Task data ::
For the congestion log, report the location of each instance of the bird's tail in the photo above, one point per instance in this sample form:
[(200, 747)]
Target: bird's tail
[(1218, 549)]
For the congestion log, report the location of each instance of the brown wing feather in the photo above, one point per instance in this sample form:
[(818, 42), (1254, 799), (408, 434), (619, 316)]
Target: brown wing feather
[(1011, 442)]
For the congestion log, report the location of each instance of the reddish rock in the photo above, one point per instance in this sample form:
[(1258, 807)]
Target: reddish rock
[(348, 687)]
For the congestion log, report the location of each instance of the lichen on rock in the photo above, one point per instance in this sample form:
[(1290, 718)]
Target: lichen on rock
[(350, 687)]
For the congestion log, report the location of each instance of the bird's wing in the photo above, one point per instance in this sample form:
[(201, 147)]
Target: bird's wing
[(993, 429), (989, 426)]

---

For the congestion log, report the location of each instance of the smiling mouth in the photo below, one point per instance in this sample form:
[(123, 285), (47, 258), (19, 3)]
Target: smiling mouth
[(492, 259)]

About this exercise :: Your reply should be one number: how many lines in this listing contain the string "above".

Reply to the exercise :: 5